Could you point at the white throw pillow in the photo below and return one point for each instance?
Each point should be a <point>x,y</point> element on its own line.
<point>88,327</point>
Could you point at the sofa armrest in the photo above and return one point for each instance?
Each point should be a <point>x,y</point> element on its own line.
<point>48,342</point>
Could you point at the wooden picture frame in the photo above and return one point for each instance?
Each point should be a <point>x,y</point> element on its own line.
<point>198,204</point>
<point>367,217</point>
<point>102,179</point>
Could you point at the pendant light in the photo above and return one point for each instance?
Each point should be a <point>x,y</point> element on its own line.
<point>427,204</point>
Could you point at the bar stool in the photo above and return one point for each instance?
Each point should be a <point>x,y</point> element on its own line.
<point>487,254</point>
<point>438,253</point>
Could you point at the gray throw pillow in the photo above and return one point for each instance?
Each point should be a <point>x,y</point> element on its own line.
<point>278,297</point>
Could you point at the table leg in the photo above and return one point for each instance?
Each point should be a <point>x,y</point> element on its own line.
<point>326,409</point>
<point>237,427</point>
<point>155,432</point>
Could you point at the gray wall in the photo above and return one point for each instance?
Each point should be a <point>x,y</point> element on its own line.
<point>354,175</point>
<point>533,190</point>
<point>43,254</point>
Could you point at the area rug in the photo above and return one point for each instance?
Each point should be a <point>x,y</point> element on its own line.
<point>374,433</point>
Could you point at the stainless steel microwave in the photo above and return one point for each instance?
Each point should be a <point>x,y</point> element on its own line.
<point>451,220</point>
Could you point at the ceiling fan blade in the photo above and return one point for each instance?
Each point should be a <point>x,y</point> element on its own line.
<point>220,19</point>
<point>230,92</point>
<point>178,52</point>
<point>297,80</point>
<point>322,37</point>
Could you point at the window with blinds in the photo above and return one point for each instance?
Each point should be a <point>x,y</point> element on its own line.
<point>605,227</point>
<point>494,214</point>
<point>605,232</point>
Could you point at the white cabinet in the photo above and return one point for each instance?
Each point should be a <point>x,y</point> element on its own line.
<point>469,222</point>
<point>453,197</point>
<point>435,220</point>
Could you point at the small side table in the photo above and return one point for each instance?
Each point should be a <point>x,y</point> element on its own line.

§ Short problem: Rescale the entries between the line containing "Could you point at the wooden" and the line containing "<point>155,432</point>", inclusive. Reproduce every line in that span, requests included, multiplying each point coordinate in the answers by 0.6 and rounding to the nearest whole number with halves rounded up, and output those lines alone.

§ Answer for this exercise:
Could you point at the wooden picture frame in the photo above and return one point for each instance?
Each point should be a <point>x,y</point> element on its own line.
<point>119,122</point>
<point>220,130</point>
<point>61,107</point>
Could you point at the pendant light in the photo above and return one point for each instance?
Each point should be a <point>x,y</point> element on its own line.
<point>256,122</point>
Could you point at the bar stool in the photo above and return one point for each instance?
Each point should be a <point>x,y</point> element on its own line.
<point>292,152</point>
<point>263,152</point>
Could you point at the gray throw pillow in the photo above and return one point for each instance?
Each point should be a <point>x,y</point> element on its own line.
<point>167,178</point>
Could you point at the table leg in the photo above and return one point for each instance?
Each point should be a <point>x,y</point> element on its own line.
<point>196,245</point>
<point>142,256</point>
<point>93,259</point>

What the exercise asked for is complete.